__Task objective__: Reproduce the passage of the article on critical minerals and mining labor shortages from "In view of the" to "in this situation.", word for word.

There is currently a shortage of personnel in many sectors, including mining, which is already facing major challenges due to the increasing demand for critical minerals.
Rare earths for wind turbines, lithium for storage technologies: the energy transition is also a resource transition that is reshuffling the cards in the global supply of raw materials. At present, everything seems to indicate that this is happening in favor of China, as the country is the largest producer of rare earths and also plays a significant role in lithium supply. For some time now, this strong position has led to concerns on the economic side, and more recently also on the political side, about excessive dependence on China. In the USA, but also in the European Union, efforts are therefore being made to establish their own supply chains for critical raw materials.
Pandemic exacerbates labor shortage
In the search for new raw material suppliers, great hopes are being placed in Australia, which is rich in mineral resources. The know-how of local companies such as Lynas, one of the most important producers of rare earths outside China, is therefore in corresponding demand internationally. Even established mining groups, which have so far played no role in the mining of neodymium, cobalt and other strategic materials, will have to reinvent themselves, at least in part, judged management consultants PwC some time ago (we reported). But easier said than done, the covid pandemic has seen numerous job losses in the industry, which was already struggling with a skills shortage, according to S&P Global. The financial services group points to mining’s poor image among young and potential workers, making it difficult to compensate for older workers leaving. In Australia alone, 24,000 additional workers will be needed within the next five years, according to the Australian Employers’ Association (AREEA) (PDF). Not surprisingly, the management consultancy EY also lists the lack of young talent as one of the biggest risks for the sector.
No way around China for the time being
Meanwhile, extracting critical raw materials outside China can only be part of the solution, because processing them into oxides or end products such as permanent magnets requires extensive know-how. At this point, a chicken-and-egg problem arises, as the business portal Quartz writes: Without a sufficiently large-scale mining industry for critical minerals, there would be little incentive for university studies in this field. In turn, the development of the industry would fail due to the lack of graduates.
As a solution, Luisa Moreno, CEO of the Canadian mining company Defense Metals, points to China, of all places, in an interview with Quartz. Cooperation could accelerate the company’s own capacity development, Moreno said. Defense Metals itself had signed a memorandum of understanding with China’s Sinosteel last year, which included a feasibility study on rare earth mining in Canada. However, Moreno pointed out to the trade magazine Forbes that China’s ambitions are far greater and also include the acquisition of raw material deposits in Africa and South America. In this regard, the country would have to be preempted, otherwise its influence would become even greater.
In view of the fact that, according to S&P Global, it takes an average of 16 years from the first explorations to the extraction of raw materials, while at the same time the demand for critical minerals is increasing significantly, the Western economies are facing a difficult balancing act between cooperation and raw material autonomy. Additional challenges, such as a massive shortage of personnel, are therefore inconvenient in this situation.

__Entries shown__:

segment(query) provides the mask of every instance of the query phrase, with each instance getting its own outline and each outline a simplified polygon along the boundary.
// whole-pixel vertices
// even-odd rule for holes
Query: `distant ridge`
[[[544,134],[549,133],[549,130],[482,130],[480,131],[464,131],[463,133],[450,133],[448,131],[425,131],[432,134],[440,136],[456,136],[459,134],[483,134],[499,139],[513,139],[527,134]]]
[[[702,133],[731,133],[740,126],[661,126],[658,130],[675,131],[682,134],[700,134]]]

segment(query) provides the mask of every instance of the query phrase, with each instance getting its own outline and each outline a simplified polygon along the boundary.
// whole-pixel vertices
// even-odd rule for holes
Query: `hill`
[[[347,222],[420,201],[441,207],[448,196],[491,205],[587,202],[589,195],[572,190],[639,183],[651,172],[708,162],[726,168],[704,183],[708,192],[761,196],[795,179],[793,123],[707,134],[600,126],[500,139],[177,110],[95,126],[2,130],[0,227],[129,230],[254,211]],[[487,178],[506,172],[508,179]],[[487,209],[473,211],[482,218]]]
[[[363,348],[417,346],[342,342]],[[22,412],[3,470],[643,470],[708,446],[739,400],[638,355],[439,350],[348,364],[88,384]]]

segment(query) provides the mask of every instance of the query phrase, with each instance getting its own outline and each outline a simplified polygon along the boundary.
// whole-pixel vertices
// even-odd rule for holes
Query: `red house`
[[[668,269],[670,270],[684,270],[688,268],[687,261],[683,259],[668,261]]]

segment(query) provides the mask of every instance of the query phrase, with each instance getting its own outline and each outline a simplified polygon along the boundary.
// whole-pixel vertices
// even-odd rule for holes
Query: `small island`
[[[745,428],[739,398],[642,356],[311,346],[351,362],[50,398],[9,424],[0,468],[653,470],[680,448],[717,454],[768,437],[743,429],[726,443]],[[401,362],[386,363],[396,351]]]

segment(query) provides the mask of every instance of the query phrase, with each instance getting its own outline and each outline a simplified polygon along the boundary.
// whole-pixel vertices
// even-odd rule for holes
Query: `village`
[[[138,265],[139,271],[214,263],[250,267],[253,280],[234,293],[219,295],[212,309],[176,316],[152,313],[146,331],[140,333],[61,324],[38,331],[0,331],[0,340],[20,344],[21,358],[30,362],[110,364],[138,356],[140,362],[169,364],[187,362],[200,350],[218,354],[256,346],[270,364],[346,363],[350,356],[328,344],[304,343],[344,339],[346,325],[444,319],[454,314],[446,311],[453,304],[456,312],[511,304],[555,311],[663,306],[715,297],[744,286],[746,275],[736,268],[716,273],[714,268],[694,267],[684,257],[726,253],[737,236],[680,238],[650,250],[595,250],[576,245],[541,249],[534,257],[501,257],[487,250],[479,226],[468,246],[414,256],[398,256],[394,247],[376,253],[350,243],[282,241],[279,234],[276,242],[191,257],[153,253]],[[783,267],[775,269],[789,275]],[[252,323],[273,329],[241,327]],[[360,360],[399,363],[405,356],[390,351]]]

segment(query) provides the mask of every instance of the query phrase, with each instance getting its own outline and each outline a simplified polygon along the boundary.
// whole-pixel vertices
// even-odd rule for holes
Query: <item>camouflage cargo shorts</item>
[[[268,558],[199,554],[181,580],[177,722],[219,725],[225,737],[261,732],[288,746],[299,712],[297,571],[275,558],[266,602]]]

__Exercise answer__:
In view of the fact that, according to S&P Global, it takes an average of 16 years from the first explorations to the extraction of raw materials, while at the same time the demand for critical minerals is increasing significantly, the Western economies are facing a difficult balancing act between cooperation and raw material autonomy. Additional challenges, such as a massive shortage of personnel, are therefore inconvenient in this situation.